— Stated problem —
Which lines in the records below contain the string "person"? Pick out each one and copy it.

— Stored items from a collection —
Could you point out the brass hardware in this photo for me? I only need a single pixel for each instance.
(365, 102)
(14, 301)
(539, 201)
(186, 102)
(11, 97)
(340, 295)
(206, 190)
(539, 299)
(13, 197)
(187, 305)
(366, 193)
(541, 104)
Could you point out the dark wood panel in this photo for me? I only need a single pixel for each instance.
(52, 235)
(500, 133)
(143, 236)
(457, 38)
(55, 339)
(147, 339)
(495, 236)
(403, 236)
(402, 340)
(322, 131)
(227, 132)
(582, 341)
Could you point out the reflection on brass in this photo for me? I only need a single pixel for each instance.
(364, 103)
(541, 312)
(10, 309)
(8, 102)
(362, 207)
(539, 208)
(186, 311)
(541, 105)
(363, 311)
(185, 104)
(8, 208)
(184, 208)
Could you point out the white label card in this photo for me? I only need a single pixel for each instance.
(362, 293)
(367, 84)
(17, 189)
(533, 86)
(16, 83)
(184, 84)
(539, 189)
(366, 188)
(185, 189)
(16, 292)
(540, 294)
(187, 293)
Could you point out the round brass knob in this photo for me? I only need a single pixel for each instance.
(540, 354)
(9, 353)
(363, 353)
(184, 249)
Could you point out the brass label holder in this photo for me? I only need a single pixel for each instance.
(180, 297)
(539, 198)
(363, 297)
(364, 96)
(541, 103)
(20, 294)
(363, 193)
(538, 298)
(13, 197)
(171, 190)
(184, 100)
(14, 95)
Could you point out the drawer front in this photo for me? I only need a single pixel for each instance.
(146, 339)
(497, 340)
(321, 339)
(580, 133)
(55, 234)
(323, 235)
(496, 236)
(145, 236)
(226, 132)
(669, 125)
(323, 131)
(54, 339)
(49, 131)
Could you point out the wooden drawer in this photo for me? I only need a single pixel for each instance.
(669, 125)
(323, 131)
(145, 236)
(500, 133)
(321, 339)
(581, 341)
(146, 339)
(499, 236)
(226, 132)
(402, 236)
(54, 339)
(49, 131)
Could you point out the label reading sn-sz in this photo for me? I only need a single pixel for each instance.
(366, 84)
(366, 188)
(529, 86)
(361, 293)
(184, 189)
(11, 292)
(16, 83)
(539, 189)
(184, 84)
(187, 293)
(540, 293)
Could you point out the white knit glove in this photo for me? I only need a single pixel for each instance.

* * *

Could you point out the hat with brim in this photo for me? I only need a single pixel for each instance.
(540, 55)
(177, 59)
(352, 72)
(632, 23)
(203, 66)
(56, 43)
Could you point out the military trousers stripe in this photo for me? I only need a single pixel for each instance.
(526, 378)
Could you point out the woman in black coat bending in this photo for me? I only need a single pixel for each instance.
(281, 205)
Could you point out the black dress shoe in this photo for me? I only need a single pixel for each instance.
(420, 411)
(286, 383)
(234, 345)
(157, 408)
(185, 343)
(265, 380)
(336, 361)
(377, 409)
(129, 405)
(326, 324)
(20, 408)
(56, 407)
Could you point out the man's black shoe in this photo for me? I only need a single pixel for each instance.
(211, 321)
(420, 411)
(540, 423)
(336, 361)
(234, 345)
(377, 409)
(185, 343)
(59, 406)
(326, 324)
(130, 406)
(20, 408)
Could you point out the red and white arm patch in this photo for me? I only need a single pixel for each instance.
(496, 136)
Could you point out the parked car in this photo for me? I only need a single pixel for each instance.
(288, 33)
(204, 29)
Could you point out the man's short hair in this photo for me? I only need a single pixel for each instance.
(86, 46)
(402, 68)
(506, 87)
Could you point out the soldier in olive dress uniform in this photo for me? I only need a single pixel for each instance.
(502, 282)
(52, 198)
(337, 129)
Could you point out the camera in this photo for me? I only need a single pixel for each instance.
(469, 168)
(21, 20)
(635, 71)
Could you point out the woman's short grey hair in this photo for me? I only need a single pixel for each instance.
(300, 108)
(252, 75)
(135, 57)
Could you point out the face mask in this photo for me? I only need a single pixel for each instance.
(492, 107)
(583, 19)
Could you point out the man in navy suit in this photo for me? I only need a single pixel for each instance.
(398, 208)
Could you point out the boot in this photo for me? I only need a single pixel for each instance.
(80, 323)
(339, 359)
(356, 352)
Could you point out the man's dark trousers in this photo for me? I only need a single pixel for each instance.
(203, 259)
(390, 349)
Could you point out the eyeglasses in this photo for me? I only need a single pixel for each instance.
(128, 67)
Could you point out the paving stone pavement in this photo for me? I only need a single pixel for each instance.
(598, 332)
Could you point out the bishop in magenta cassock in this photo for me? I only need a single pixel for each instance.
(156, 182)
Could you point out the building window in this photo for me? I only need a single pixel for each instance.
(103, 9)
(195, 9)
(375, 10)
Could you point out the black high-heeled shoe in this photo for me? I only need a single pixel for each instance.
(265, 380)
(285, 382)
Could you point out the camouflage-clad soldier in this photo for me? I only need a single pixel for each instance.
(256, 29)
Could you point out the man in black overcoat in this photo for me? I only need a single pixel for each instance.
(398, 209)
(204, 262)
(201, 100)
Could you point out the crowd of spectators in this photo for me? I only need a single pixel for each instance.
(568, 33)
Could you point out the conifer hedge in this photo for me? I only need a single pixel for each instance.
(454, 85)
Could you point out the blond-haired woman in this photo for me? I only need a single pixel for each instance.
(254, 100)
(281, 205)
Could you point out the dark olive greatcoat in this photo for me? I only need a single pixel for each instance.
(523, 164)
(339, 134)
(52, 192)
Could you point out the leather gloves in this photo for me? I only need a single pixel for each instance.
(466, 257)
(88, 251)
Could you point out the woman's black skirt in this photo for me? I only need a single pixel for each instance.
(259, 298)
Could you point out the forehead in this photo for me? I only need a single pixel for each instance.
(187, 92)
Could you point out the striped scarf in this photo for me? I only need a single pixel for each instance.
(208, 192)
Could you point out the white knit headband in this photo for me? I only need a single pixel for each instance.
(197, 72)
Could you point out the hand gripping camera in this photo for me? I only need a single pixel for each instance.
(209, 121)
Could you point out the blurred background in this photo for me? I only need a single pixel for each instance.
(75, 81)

==

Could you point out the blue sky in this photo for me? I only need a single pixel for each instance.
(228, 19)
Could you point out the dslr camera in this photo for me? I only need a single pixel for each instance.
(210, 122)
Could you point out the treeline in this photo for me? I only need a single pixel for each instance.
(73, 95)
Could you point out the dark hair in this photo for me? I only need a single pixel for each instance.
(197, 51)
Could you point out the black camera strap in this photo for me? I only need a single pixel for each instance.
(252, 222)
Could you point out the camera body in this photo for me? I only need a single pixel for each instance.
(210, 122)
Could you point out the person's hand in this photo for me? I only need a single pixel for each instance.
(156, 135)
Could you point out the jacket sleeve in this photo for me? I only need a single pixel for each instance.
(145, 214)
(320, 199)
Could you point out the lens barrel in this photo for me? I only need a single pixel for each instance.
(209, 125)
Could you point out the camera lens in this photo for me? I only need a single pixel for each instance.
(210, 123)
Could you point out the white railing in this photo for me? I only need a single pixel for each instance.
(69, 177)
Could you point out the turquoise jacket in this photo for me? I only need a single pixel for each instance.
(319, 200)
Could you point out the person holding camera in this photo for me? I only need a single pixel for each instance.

— Output of the exercise —
Could you point out the person's hand in this photo for me? I only need a single pixel for each instance.
Could you point out the person holding camera in this photo for me? I only need a single pixel for each instance.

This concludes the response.